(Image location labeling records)
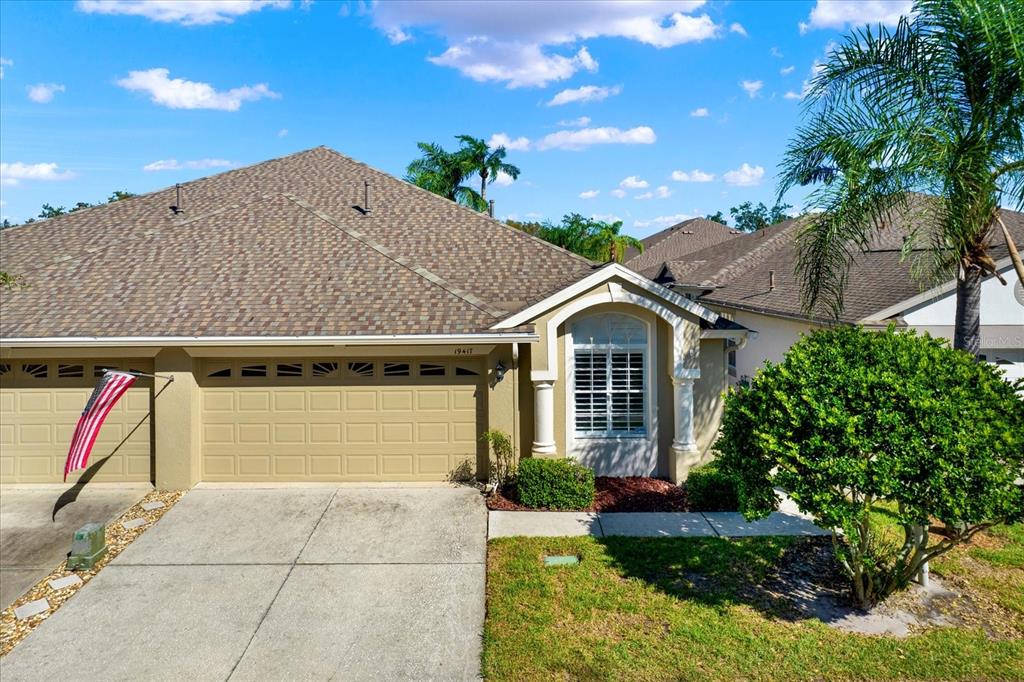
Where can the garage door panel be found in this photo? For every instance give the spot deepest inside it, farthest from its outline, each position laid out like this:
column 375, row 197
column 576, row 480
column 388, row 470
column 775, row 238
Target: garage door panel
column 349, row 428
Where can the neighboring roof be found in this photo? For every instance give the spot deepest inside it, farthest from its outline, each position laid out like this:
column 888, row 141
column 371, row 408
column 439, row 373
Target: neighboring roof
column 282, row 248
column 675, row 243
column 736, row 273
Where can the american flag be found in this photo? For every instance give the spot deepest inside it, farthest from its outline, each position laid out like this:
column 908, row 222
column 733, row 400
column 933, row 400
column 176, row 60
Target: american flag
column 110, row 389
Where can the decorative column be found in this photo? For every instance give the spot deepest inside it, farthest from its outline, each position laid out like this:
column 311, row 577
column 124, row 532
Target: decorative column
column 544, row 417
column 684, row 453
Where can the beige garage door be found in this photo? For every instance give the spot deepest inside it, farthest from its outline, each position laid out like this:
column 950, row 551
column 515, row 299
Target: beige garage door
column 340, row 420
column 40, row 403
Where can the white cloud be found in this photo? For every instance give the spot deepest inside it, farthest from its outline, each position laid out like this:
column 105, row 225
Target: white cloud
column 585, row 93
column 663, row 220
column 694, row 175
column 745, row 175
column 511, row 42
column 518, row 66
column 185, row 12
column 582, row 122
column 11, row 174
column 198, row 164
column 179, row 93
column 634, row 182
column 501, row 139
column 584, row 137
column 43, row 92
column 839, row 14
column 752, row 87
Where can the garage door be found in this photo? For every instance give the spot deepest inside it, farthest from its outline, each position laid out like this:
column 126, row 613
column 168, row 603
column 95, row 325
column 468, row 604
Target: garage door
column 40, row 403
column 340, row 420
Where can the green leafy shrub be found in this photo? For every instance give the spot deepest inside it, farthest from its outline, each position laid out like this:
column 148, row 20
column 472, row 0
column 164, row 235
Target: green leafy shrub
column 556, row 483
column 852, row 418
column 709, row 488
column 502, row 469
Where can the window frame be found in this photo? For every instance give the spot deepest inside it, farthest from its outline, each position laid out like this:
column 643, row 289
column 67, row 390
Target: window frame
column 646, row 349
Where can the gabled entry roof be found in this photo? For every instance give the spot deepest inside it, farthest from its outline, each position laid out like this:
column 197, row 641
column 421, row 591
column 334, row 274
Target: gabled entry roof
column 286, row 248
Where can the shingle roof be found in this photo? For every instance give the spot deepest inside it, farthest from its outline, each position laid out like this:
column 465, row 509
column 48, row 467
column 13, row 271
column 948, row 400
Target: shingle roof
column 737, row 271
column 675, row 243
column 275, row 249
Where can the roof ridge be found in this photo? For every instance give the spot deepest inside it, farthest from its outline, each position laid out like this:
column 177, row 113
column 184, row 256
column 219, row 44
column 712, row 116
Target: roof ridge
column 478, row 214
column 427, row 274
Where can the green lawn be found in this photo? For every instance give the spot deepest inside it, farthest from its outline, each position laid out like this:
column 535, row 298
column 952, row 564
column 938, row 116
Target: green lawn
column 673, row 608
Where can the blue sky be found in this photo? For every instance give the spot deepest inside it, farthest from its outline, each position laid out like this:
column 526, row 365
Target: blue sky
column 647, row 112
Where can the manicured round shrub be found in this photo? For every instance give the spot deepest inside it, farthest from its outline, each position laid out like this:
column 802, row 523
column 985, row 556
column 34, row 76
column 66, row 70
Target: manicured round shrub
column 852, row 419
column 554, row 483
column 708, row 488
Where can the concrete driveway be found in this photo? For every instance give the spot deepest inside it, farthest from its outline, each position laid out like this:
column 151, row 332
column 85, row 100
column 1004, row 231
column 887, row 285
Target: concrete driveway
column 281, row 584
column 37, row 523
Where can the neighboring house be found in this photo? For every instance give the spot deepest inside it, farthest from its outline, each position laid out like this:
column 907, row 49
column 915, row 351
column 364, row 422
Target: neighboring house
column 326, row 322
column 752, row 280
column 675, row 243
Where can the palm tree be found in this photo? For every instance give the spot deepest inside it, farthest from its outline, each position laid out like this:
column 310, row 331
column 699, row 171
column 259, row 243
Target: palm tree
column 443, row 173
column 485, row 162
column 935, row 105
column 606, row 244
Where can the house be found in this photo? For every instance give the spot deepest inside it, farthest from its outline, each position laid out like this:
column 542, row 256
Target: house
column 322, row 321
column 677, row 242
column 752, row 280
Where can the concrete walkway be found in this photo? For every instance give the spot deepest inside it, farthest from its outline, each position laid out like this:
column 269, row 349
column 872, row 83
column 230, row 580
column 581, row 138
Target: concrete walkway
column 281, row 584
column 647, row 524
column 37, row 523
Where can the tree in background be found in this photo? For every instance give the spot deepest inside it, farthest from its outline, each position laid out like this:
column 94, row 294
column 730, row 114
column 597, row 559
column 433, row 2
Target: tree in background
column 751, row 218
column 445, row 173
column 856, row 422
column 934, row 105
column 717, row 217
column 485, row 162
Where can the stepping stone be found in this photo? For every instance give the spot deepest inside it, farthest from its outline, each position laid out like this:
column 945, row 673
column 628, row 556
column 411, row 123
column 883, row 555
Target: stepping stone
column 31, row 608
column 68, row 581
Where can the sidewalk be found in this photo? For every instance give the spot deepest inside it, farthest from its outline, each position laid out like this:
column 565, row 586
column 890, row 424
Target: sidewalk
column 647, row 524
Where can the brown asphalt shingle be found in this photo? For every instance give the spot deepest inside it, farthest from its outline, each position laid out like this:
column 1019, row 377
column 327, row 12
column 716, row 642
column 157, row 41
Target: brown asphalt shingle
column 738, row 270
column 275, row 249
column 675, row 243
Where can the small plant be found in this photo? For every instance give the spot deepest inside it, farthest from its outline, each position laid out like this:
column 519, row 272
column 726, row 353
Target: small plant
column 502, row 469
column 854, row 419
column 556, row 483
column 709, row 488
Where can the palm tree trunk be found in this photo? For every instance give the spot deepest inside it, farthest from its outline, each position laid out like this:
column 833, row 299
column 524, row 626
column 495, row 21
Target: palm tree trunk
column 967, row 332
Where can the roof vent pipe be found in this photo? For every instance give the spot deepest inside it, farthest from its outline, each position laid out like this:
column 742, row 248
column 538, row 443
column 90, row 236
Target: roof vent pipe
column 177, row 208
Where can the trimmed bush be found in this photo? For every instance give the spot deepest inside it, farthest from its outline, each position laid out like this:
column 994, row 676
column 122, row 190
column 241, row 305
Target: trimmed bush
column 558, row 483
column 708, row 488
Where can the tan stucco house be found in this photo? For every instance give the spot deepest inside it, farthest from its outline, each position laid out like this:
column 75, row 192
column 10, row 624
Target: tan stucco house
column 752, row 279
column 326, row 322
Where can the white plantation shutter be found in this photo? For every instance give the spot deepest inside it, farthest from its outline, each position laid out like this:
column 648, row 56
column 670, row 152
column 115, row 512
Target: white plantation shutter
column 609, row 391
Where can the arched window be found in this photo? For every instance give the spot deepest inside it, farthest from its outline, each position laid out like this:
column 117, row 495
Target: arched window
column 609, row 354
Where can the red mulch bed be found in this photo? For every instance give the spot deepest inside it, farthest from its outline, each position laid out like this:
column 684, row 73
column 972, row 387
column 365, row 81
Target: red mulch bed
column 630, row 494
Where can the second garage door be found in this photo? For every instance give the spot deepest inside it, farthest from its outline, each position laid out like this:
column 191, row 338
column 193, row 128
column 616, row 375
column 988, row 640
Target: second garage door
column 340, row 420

=== PROBLEM DETAILS ===
Reproduce every line of the records above verbatim, omitting the pictures from your answer.

=== TASK SOLUTION ===
Where can the garage door panel be found in this photo? For every instance give the spot deepest inside it, farthest from its outline, each position laid out like this:
column 375, row 197
column 576, row 480
column 388, row 470
column 775, row 238
Target: garage door panel
column 349, row 428
Where can the neighboring roof be found in this photo? For every instance give the spot deepest inside it, farthest from its outline, each position laid out like this:
column 888, row 141
column 371, row 408
column 439, row 373
Target: neighboring roof
column 282, row 248
column 675, row 243
column 736, row 273
Where can the american flag be found in this photo? For every instance give the spot deepest inside it, farthest from its outline, each position laid out like this:
column 908, row 222
column 733, row 400
column 933, row 400
column 176, row 60
Target: american flag
column 110, row 389
Where can the decorative column be found in this photo? For every instance give the spot deepest inside it, farthest from its outline, each position laid out like this:
column 311, row 577
column 124, row 532
Target: decorative column
column 544, row 417
column 684, row 453
Where can the beige garage door be found in this photo? For every instance give the spot deepest inside it, farthest from its outline, each position laid out like this:
column 950, row 551
column 515, row 299
Target: beige garage door
column 340, row 420
column 40, row 403
Where can the white cloud be found in this photo? For every instance give the spot deepest inside it, farthest from its outline, each position laid out like this:
column 105, row 225
Target: white cloud
column 585, row 93
column 663, row 220
column 694, row 175
column 745, row 175
column 511, row 42
column 518, row 66
column 185, row 12
column 582, row 122
column 11, row 174
column 198, row 164
column 179, row 93
column 634, row 182
column 501, row 139
column 584, row 137
column 43, row 92
column 839, row 14
column 752, row 87
Where can the garage door be found in this photo? For every instance give the spot deepest inside it, farthest from its outline, each position laid out like this:
column 126, row 613
column 168, row 603
column 95, row 325
column 468, row 604
Target: garage door
column 40, row 403
column 340, row 420
Where can the green leafy shrub be found in this photo? For every instance give the spot deepest inside it, farthest from its outline, each position laid out like this:
column 148, row 20
column 472, row 0
column 164, row 235
Target: green leafy shrub
column 556, row 483
column 852, row 418
column 709, row 488
column 502, row 469
Where can the window frame be found in this photo? For every instance give the spot deepest inside it, farthest from its outline, each position laid out like this:
column 643, row 289
column 67, row 390
Target: window frame
column 646, row 349
Where can the gabled entry roof be found in this photo? For every instance give the spot deepest inside it, farthest from its outline, each position laid out like this:
column 197, row 641
column 421, row 591
column 334, row 274
Target: gabled entry roof
column 286, row 248
Where can the shingle roof be found in this photo? For every instance give the spot deepest inside it, farthest from its outline, each position laid out like this:
column 465, row 509
column 48, row 467
column 13, row 271
column 948, row 400
Target: shingle roof
column 737, row 271
column 675, row 243
column 275, row 249
Where can the roof ridge be found in this photo? For every instance give the spot deepest inside it, farthest from its outline, each position laid out like this:
column 177, row 113
column 184, row 256
column 219, row 44
column 712, row 116
Target: roof ridge
column 478, row 214
column 427, row 274
Where can the green lawn be found in this photo? For every instance give the spot deepest inside it, farthest from its outline, each position laid out like this:
column 535, row 298
column 952, row 564
column 938, row 116
Target: green lawn
column 673, row 608
Where can the blue sky be found in this photo? For every instance give the spot deepest inside it, farthest from its outline, each position laid out like this:
column 526, row 365
Target: blue sky
column 647, row 112
Where can the manicured round shrub be found in this photo? For every instance give the spot deepest inside it, farthest from its outline, each position laid out like this:
column 802, row 523
column 985, row 556
column 34, row 76
column 66, row 70
Target: manicured round shrub
column 852, row 419
column 554, row 483
column 708, row 488
Where can the concrete driveway be found in this photo? For every instance give the spot deepest inside it, farthest from its outline, each position laid out like this:
column 151, row 332
column 85, row 100
column 1004, row 231
column 887, row 285
Target: concrete driveway
column 281, row 584
column 37, row 523
Where can the neighboring house be found in this photo? For every instance give the spot deepest inside it, farthest from its outline, each position laid out like this:
column 907, row 49
column 915, row 351
column 364, row 422
Target: neighboring house
column 326, row 322
column 752, row 280
column 675, row 243
Where can the palm tree be found in this photo? For every instance give the spot deepest inside it, farthest from its outline, each position laid out like this:
column 310, row 331
column 699, row 171
column 259, row 243
Target: palm tree
column 443, row 173
column 485, row 162
column 935, row 105
column 606, row 244
Where can the house be found in this photo? For every instance give the spot deepest inside it, farthest from its outline, each position laid out like this:
column 542, row 256
Target: house
column 322, row 321
column 677, row 242
column 752, row 280
Where can the concrete walkway be found in this photo? For every instance give the spot deepest inside it, farthest from its outline, each position laid out like this:
column 269, row 349
column 872, row 83
column 230, row 580
column 581, row 138
Target: concrete walkway
column 281, row 584
column 647, row 524
column 37, row 523
Where can the tree in background be found in this photo? For every instance give the spot deepest inside it, farthest from its outline, each position laid out like this:
column 94, row 294
column 730, row 114
column 597, row 559
column 433, row 2
Target: tree in background
column 751, row 218
column 445, row 173
column 856, row 422
column 934, row 105
column 717, row 217
column 485, row 162
Where can the stepping stone be found in this photo? For every instance give the spot deepest inside it, farthest from its outline, each position laid out like this:
column 945, row 673
column 628, row 556
column 411, row 123
column 883, row 555
Target: stepping stone
column 31, row 608
column 68, row 581
Where can the sidewalk be found in this photo? For every instance give the spot deepest inside it, farthest from its outline, each position laid out like this:
column 565, row 586
column 890, row 424
Target: sidewalk
column 647, row 524
Where can the brown asphalt shingle be found in this photo? For every instance give the spot deepest inside it, farthest from its outline, each position laid out like this:
column 1019, row 377
column 327, row 12
column 716, row 642
column 157, row 41
Target: brown asphalt shingle
column 738, row 270
column 275, row 249
column 675, row 243
Where can the small plant be found in this photo? For every instance give the spot deepest inside it, farthest from its outline, each position laid out like this:
column 519, row 272
column 726, row 353
Target: small plant
column 502, row 469
column 854, row 419
column 556, row 483
column 709, row 488
Where can the palm tree trunk be found in this photo? For every instance give the spot deepest inside it, farthest from its outline, each position laid out like this:
column 833, row 299
column 524, row 626
column 495, row 21
Target: palm tree trunk
column 967, row 332
Where can the roof vent pipe be found in this photo? For every instance give the spot deepest inside it, farthest from its outline, each position laid out like this:
column 742, row 248
column 538, row 443
column 90, row 236
Target: roof vent pipe
column 177, row 208
Where can the trimmed bush be found in this photo? For every instance give the spot deepest inside it, farthest from its outline, each position laid out like this:
column 994, row 676
column 122, row 190
column 241, row 305
Target: trimmed bush
column 558, row 483
column 708, row 488
Where can the tan stucco house be found in this photo? For every instance give the spot deepest inside it, farthest from its outline, each position laid out like this:
column 75, row 192
column 10, row 624
Target: tan stucco house
column 752, row 279
column 326, row 322
Where can the white plantation shutter be found in this photo? For every instance give the spot deepest inside it, farthest from its outline, each position laid out like this:
column 648, row 56
column 670, row 152
column 115, row 512
Target: white plantation shutter
column 609, row 391
Where can the arched window be found in this photo? For every instance give the spot deepest inside it, farthest from its outline, each position laid out like this:
column 117, row 495
Target: arched window
column 609, row 354
Where can the red mulch bed be found in this photo? For every instance give the spot deepest inside it, farthest from its outline, each position laid out like this:
column 684, row 73
column 972, row 387
column 365, row 81
Target: red mulch bed
column 630, row 494
Where can the second garage door be found in this photo? For every instance give the spot deepest inside it, farthest from its outline, each position laid out like this:
column 191, row 338
column 193, row 128
column 616, row 375
column 988, row 640
Target: second garage door
column 340, row 420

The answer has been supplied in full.